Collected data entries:
....

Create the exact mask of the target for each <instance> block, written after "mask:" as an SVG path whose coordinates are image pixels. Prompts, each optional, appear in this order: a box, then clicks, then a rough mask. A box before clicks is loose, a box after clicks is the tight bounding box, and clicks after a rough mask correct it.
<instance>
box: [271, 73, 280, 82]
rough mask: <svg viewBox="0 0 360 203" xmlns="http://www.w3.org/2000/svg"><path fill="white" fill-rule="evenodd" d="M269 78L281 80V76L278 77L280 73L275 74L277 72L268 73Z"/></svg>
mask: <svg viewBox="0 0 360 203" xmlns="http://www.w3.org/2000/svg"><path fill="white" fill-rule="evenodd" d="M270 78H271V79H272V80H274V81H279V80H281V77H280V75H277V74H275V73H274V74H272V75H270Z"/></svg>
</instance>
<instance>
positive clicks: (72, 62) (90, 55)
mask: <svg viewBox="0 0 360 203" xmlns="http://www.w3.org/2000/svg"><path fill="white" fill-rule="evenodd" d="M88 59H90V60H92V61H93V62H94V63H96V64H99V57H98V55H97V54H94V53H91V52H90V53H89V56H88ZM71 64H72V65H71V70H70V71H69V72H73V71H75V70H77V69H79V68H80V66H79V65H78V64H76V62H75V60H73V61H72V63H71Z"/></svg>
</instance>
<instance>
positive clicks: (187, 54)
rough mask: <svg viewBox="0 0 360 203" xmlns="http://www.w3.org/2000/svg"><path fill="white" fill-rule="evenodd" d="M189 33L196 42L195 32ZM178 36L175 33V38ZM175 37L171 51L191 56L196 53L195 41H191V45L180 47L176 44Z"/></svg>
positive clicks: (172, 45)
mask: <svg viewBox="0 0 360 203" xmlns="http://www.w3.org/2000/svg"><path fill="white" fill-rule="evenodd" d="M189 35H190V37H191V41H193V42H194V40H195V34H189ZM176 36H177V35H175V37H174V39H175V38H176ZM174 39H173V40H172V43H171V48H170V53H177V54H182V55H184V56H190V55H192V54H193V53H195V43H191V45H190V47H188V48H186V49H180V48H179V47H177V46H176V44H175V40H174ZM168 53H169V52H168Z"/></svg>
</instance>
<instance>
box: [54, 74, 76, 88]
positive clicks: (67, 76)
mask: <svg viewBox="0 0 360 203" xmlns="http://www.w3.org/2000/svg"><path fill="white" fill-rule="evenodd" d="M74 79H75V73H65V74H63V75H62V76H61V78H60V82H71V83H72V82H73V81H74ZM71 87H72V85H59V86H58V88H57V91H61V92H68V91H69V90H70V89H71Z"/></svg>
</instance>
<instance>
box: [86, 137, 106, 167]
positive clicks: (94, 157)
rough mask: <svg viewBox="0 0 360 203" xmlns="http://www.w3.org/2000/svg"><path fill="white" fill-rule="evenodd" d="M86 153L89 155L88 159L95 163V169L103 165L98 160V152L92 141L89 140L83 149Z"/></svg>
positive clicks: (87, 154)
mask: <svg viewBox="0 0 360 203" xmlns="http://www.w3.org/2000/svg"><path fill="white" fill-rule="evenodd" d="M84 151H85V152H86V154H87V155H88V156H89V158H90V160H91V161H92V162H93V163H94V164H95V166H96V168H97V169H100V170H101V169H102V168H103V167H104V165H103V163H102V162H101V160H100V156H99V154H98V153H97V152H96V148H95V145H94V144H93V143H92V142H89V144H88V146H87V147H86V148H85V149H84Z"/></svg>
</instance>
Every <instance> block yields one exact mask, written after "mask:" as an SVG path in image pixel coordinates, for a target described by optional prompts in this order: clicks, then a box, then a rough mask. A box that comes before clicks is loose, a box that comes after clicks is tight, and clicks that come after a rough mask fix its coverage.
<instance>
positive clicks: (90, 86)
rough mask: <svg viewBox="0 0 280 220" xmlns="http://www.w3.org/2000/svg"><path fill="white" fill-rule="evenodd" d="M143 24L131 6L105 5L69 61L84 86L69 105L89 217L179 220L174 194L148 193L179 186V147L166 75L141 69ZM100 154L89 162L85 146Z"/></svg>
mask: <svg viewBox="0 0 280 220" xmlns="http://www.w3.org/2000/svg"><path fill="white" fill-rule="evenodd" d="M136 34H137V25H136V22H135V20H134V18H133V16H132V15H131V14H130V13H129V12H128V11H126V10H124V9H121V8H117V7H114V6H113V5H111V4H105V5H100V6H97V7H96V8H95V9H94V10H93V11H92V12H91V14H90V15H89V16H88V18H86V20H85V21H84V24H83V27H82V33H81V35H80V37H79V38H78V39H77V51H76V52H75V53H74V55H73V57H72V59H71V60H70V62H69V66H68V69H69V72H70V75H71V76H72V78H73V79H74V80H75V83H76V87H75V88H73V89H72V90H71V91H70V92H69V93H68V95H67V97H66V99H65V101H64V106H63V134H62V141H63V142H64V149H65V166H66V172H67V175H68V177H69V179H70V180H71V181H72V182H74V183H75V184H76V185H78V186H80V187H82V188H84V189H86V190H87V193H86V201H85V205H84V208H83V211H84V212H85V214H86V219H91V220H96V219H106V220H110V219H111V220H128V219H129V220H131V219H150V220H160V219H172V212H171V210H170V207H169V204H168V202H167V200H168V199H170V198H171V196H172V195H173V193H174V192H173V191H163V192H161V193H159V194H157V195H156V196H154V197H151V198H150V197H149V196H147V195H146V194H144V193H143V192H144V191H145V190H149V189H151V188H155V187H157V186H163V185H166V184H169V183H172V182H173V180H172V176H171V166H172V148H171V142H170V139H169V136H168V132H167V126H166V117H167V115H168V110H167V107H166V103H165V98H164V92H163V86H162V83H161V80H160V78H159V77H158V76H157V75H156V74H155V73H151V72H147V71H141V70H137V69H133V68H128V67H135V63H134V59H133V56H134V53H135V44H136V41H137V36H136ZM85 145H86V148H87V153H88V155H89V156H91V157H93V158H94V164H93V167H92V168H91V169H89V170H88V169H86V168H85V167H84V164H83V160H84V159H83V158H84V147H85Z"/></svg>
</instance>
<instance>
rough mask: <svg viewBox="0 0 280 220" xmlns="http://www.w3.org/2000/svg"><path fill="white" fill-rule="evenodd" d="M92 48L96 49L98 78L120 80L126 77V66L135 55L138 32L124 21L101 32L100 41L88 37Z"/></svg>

....

Answer with a single number: how many lines above hold the word "block"?

2